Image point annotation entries

---------------

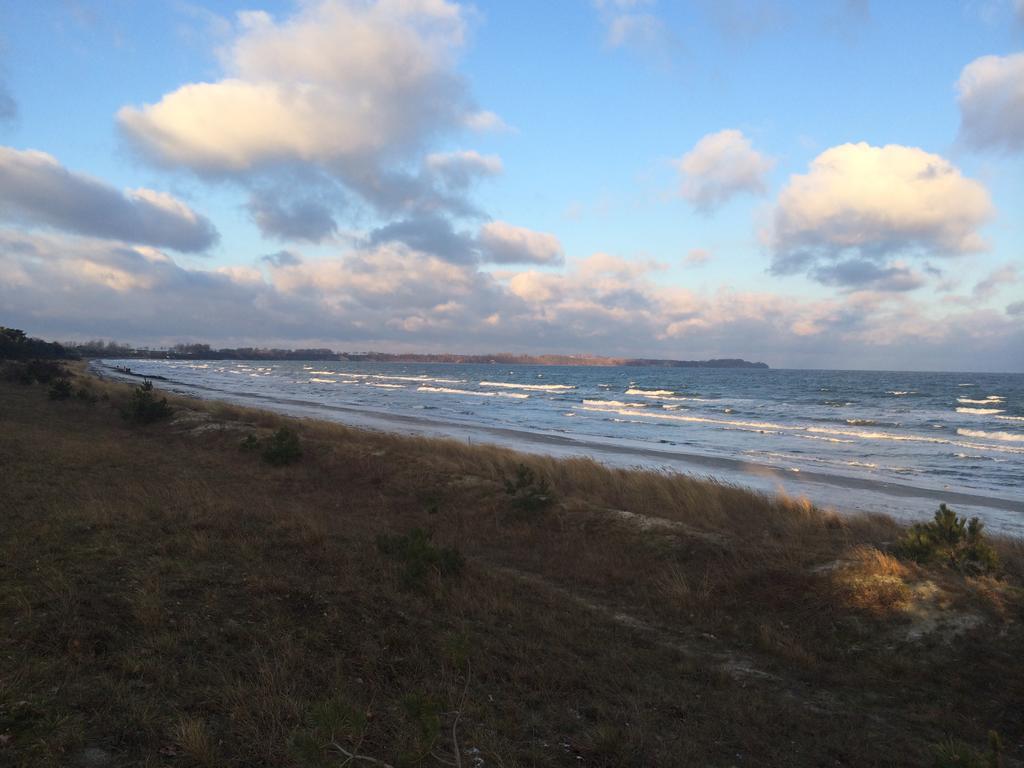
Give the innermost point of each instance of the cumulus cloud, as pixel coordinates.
(392, 296)
(502, 243)
(458, 170)
(282, 259)
(304, 218)
(340, 80)
(721, 166)
(870, 204)
(633, 24)
(991, 102)
(858, 273)
(1000, 278)
(351, 93)
(35, 188)
(428, 233)
(697, 257)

---------------

*PROBLEM TO WORK ON*
Rewrite the entries above, swapping "innermost point" for "central point" and keeping everything else unchanged. Leave the pictures out.

*FULL RESPONSE*
Give the central point of each instance of the cumulus cloud, as pixel coordinates.
(392, 296)
(502, 243)
(458, 170)
(282, 259)
(304, 218)
(340, 80)
(721, 166)
(870, 204)
(633, 24)
(991, 102)
(858, 273)
(1000, 278)
(351, 93)
(35, 188)
(428, 233)
(697, 257)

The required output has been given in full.